▸ Instructions for the task
Nothing besides a number belongs in the answer, which is how many lines of the listing contain the string "window".
──────── Dataset extract
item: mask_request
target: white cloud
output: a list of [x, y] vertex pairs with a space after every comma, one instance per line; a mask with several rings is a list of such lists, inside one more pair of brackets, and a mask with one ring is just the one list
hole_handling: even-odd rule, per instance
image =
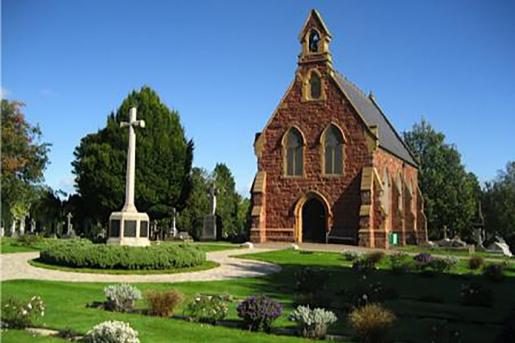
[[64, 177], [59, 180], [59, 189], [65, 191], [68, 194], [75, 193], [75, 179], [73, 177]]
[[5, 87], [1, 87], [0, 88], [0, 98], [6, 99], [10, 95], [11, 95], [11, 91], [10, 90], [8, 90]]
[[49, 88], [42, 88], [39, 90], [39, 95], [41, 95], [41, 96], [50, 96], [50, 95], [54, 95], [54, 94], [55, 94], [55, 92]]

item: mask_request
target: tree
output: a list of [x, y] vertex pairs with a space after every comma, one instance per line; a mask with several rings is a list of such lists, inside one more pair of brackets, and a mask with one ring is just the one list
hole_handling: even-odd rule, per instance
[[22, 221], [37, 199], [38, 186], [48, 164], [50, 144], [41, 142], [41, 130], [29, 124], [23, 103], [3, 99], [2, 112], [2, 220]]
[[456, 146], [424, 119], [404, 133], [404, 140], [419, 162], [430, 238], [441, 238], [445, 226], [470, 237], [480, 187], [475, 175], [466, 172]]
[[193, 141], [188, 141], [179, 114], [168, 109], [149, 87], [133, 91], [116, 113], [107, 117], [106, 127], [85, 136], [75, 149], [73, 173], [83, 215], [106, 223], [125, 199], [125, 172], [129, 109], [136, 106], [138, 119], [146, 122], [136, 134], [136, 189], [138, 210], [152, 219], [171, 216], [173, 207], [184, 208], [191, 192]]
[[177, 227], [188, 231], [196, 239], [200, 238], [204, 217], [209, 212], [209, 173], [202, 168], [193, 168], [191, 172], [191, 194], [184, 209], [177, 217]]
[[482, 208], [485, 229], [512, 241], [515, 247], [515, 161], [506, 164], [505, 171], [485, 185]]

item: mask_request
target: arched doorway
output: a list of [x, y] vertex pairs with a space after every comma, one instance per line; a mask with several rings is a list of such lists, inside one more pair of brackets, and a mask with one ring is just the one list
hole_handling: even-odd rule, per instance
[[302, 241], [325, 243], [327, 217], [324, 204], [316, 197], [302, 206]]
────────────────
──────── Dataset extract
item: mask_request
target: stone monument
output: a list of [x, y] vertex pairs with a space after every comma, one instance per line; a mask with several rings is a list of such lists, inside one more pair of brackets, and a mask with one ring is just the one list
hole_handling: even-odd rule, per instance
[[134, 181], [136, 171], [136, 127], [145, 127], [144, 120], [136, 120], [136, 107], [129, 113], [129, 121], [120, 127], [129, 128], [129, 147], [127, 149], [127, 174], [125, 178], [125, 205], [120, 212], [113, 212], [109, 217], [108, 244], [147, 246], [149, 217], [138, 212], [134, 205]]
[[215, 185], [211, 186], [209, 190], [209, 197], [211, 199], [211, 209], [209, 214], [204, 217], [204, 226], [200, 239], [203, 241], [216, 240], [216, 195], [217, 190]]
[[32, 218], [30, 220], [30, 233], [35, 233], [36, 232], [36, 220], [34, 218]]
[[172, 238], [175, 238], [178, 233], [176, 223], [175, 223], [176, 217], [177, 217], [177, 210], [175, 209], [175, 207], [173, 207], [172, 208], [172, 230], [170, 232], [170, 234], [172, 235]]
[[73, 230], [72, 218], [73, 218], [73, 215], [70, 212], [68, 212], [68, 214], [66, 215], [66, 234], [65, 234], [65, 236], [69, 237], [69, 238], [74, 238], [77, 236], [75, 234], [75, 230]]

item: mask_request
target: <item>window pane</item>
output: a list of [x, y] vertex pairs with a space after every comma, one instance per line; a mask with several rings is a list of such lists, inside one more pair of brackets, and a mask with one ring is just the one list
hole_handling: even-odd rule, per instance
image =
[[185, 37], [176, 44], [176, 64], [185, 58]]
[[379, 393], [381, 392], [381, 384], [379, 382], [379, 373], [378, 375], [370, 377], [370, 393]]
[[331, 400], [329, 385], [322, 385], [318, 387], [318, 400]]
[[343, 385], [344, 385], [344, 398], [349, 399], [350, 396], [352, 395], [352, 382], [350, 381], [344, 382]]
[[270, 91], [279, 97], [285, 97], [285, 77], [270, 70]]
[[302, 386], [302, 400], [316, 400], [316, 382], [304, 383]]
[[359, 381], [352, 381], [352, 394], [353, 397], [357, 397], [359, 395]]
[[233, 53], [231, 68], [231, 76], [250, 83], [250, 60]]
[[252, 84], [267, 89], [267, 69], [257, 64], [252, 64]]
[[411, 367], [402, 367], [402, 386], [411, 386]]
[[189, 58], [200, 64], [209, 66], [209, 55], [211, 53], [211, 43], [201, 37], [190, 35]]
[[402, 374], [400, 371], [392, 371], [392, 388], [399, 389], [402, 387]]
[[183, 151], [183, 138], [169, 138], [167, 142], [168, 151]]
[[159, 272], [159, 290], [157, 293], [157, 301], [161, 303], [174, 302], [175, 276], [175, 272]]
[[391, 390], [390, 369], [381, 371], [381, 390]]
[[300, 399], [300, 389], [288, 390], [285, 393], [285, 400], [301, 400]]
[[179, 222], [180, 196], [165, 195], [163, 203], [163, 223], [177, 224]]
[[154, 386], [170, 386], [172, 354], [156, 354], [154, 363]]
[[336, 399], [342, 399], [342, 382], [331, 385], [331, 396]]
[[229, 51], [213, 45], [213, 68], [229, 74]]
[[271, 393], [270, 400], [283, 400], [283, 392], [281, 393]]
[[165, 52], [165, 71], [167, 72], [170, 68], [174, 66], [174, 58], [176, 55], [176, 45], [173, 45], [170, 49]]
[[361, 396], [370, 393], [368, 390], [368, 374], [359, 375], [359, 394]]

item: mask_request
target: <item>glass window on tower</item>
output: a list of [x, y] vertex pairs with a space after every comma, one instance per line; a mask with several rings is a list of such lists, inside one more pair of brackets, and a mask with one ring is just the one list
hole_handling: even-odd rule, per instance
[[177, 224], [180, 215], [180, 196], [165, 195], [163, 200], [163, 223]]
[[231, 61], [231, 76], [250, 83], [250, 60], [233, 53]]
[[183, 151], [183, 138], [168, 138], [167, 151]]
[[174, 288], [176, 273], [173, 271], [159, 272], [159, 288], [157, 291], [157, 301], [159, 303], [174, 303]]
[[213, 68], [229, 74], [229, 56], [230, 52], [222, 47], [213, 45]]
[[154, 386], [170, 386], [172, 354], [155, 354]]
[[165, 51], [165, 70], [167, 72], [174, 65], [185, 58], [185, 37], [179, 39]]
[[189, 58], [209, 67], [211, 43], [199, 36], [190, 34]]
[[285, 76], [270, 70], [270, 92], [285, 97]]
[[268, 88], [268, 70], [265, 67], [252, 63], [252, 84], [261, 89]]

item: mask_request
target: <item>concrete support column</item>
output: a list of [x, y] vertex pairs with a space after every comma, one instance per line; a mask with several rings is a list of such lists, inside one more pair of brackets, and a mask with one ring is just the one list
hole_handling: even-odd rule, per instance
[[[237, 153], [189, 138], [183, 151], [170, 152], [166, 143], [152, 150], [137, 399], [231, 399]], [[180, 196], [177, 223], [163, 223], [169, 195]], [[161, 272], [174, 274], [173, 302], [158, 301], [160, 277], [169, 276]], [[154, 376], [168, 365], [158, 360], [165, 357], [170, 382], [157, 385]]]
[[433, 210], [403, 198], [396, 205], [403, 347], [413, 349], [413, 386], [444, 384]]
────────────────
▸ Your response
2